# Nintendo Lists All Their Games For 2008



## Hadrian (May 21, 2008)

List includes titles for North America and Japan

Wii

* Fatal Frame IV
* Wii Chess (out in Europe already)
* Disaster: Day of Crisis (delayed)
* Mario Super Sluggers
* Wii Music
* Kirby
* Animal Crossing Wii

DS

* Glory of Hercules
* Pokémon Platinum
* Band Brothers DX
* DS Air
* Hoshi no Kirby: Ultra Super Deluxe
* Fire Emblem DS
* Wander Donkey

WiiWare

* Dr. Mario Online Rx (Already out in Europe)
* Everyone’s Pokémon Ranch
* Magnetica Twist
* Yakuman Wii


Fuck yeah DS Air! Thought that was cancelled, also Glory of Hercules the English name! Does that mean NA release?


----------



## da_head (May 21, 2008)

what's "wiiware"?


----------



## Spikey (May 21, 2008)

Looking forward to Animal Crossing Wii and Band Brothers DX the most from the list. Can't wait!


----------



## Minox (May 21, 2008)

I'm looking forward to Kirby on the Wii and Hoshi no Kaabii: Ultra Super Deluxe

Band Brothers DX and Fire Emblem DS might be interesting too.


----------



## LagunaCid (May 21, 2008)

Looking forward to be Kibiis and FE ^^


----------



## shaunj66 (May 21, 2008)

What a crap line up.... Disappointed!

- _WORK TO BE COMPLETED_
From the forum thread about Nintendo's 2008 game list, extract word for word the part that opens with the words "# Nintendo Lists" and closes with "of Crisis (delayed)".

- _Stored records_
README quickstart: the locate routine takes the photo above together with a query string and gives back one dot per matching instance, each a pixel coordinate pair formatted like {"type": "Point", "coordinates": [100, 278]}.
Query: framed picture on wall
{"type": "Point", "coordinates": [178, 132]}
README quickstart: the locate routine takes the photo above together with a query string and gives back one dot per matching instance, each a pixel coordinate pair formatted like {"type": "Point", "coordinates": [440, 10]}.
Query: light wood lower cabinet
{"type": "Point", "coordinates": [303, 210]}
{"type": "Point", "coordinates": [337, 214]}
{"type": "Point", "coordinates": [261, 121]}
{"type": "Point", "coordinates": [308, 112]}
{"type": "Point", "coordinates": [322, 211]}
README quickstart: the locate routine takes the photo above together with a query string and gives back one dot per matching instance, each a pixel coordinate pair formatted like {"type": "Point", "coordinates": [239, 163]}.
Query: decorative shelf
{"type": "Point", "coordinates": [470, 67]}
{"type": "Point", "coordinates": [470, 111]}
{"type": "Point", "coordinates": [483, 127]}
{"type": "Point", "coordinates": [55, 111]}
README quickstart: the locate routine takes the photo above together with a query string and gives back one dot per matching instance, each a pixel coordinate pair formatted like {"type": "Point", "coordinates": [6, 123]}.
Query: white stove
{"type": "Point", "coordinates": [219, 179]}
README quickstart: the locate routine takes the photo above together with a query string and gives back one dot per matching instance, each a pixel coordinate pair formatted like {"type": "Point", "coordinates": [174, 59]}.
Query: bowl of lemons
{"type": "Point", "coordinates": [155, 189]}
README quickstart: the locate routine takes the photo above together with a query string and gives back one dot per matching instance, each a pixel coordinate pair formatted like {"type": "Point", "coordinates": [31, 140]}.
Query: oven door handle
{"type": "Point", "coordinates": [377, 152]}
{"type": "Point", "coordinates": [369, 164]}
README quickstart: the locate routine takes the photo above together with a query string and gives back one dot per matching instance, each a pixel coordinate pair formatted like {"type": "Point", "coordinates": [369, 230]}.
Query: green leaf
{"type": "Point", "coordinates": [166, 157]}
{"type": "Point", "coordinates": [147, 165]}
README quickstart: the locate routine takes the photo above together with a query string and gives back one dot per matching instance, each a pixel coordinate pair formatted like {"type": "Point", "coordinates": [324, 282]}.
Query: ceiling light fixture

- _EXERCISE RESULT_
# Nintendo Lists All Their Games For 2008



## Hadrian (May 21, 2008)

List includes titles for North America and Japan

Wii

* Fatal Frame IV
* Wii Chess (out in Europe already)
* Disaster: Day of Crisis (delayed)